Image box annotation items:

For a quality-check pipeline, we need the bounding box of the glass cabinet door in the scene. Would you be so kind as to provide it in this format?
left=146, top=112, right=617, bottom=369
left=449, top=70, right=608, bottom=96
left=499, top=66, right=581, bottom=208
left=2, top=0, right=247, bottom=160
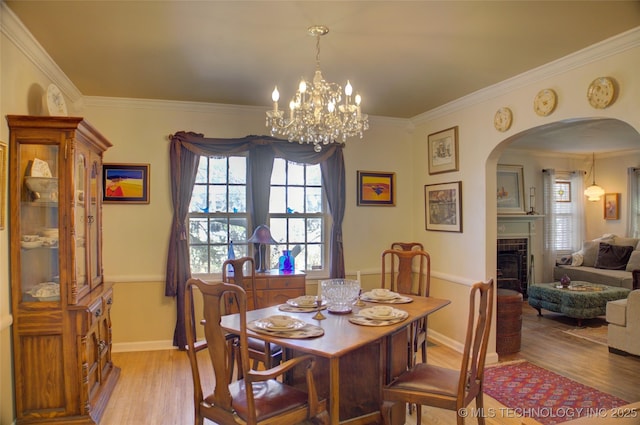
left=17, top=143, right=60, bottom=302
left=88, top=160, right=102, bottom=288
left=74, top=153, right=89, bottom=294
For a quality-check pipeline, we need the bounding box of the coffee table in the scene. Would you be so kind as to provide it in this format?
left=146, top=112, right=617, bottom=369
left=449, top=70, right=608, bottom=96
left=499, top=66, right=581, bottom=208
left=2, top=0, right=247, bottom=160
left=528, top=281, right=630, bottom=326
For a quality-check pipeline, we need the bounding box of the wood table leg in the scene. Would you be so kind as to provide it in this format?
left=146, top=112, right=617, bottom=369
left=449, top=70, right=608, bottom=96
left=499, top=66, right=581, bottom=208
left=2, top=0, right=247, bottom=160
left=329, top=357, right=340, bottom=425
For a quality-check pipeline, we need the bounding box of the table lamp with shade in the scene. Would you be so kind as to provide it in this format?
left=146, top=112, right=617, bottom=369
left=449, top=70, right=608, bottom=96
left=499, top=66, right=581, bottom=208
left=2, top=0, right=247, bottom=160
left=247, top=224, right=278, bottom=273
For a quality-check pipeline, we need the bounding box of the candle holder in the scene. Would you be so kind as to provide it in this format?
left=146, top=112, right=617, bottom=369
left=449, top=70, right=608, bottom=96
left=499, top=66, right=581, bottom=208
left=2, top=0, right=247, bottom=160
left=313, top=296, right=326, bottom=320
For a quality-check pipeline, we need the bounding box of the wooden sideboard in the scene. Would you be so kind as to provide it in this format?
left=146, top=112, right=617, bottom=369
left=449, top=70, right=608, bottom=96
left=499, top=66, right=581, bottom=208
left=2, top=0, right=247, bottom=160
left=229, top=269, right=306, bottom=310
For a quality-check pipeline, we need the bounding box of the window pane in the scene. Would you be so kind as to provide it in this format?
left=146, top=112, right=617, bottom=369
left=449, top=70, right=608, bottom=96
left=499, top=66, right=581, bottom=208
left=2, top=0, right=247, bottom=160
left=189, top=184, right=208, bottom=212
left=189, top=245, right=209, bottom=273
left=209, top=217, right=229, bottom=244
left=229, top=217, right=249, bottom=246
left=287, top=186, right=305, bottom=214
left=208, top=186, right=227, bottom=213
left=196, top=156, right=209, bottom=183
left=269, top=218, right=287, bottom=243
left=229, top=156, right=247, bottom=184
left=209, top=244, right=228, bottom=273
left=306, top=245, right=322, bottom=270
left=209, top=157, right=227, bottom=184
left=269, top=186, right=287, bottom=214
left=307, top=218, right=324, bottom=243
left=228, top=186, right=247, bottom=213
left=289, top=218, right=306, bottom=243
left=189, top=218, right=208, bottom=244
left=307, top=164, right=322, bottom=186
left=287, top=162, right=304, bottom=185
left=305, top=187, right=322, bottom=213
left=271, top=158, right=287, bottom=185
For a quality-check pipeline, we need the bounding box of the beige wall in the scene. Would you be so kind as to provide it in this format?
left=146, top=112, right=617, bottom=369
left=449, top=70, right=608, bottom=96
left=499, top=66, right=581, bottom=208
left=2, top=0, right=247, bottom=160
left=412, top=29, right=640, bottom=348
left=0, top=4, right=640, bottom=424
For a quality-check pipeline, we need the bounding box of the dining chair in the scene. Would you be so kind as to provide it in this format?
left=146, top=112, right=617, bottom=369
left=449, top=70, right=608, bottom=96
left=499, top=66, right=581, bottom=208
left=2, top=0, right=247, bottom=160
left=382, top=248, right=431, bottom=365
left=380, top=279, right=495, bottom=425
left=391, top=242, right=424, bottom=251
left=222, top=257, right=282, bottom=377
left=185, top=278, right=329, bottom=425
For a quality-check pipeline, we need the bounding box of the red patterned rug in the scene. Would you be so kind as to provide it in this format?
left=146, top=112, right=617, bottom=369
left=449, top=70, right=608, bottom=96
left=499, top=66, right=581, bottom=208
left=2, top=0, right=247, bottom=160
left=484, top=362, right=628, bottom=425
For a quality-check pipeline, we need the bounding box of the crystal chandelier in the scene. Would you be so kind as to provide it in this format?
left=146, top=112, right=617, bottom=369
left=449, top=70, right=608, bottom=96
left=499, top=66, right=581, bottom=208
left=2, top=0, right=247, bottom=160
left=267, top=25, right=369, bottom=152
left=584, top=152, right=604, bottom=201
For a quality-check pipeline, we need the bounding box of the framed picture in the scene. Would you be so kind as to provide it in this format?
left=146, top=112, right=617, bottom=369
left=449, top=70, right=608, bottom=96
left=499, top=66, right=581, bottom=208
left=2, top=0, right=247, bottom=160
left=604, top=193, right=620, bottom=220
left=102, top=164, right=149, bottom=204
left=0, top=142, right=7, bottom=229
left=555, top=181, right=571, bottom=202
left=427, top=126, right=458, bottom=174
left=496, top=164, right=525, bottom=214
left=424, top=181, right=462, bottom=233
left=358, top=170, right=396, bottom=206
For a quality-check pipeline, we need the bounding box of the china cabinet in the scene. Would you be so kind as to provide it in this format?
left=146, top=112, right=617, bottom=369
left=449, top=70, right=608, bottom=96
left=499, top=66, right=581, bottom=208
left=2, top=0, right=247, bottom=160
left=7, top=115, right=120, bottom=424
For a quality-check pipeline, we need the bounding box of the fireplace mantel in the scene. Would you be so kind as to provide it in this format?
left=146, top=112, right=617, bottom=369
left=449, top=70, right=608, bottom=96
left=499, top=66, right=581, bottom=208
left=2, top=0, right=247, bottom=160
left=497, top=214, right=544, bottom=293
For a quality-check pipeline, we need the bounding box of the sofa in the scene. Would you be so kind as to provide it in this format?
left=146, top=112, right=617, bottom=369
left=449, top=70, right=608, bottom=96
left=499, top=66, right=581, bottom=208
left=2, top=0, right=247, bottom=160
left=553, top=234, right=640, bottom=289
left=606, top=289, right=640, bottom=356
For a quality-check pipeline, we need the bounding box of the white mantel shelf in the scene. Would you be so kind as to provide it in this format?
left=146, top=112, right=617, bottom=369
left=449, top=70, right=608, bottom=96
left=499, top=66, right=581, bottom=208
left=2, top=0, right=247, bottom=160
left=498, top=214, right=544, bottom=220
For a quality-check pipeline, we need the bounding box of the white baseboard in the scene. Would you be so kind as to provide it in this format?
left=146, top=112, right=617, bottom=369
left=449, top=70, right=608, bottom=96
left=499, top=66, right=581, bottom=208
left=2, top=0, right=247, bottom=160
left=111, top=340, right=178, bottom=353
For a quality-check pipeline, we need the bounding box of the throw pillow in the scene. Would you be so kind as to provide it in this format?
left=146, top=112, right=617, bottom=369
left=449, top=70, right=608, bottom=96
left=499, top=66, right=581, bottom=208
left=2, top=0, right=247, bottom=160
left=571, top=251, right=584, bottom=267
left=594, top=242, right=633, bottom=270
left=625, top=251, right=640, bottom=272
left=612, top=236, right=638, bottom=248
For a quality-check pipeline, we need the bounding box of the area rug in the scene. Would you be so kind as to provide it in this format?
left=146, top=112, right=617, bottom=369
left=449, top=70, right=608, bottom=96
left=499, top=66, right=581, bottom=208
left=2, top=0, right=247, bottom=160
left=562, top=325, right=608, bottom=346
left=484, top=361, right=628, bottom=425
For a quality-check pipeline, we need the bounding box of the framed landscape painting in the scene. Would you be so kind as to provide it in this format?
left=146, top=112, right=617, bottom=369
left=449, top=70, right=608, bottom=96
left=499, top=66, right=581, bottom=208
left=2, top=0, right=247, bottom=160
left=496, top=164, right=525, bottom=214
left=358, top=170, right=396, bottom=206
left=424, top=181, right=462, bottom=233
left=102, top=164, right=149, bottom=204
left=604, top=193, right=620, bottom=220
left=427, top=127, right=458, bottom=174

Challenge: Write out again the part of the items that opens with the line containing "the white mantel" and closes with the line containing "left=498, top=214, right=544, bottom=220", including both of those lines. Offset every coordinate in the answer boxes by -50, and leave the request and its sample coordinates as they are.

Solution to this problem:
For a quality-check pipeline, we need the bounding box of the white mantel shelf in the scene. Would you be so kind as to provide it in this format?
left=146, top=112, right=617, bottom=369
left=449, top=70, right=608, bottom=96
left=499, top=66, right=581, bottom=208
left=2, top=0, right=247, bottom=160
left=448, top=164, right=494, bottom=170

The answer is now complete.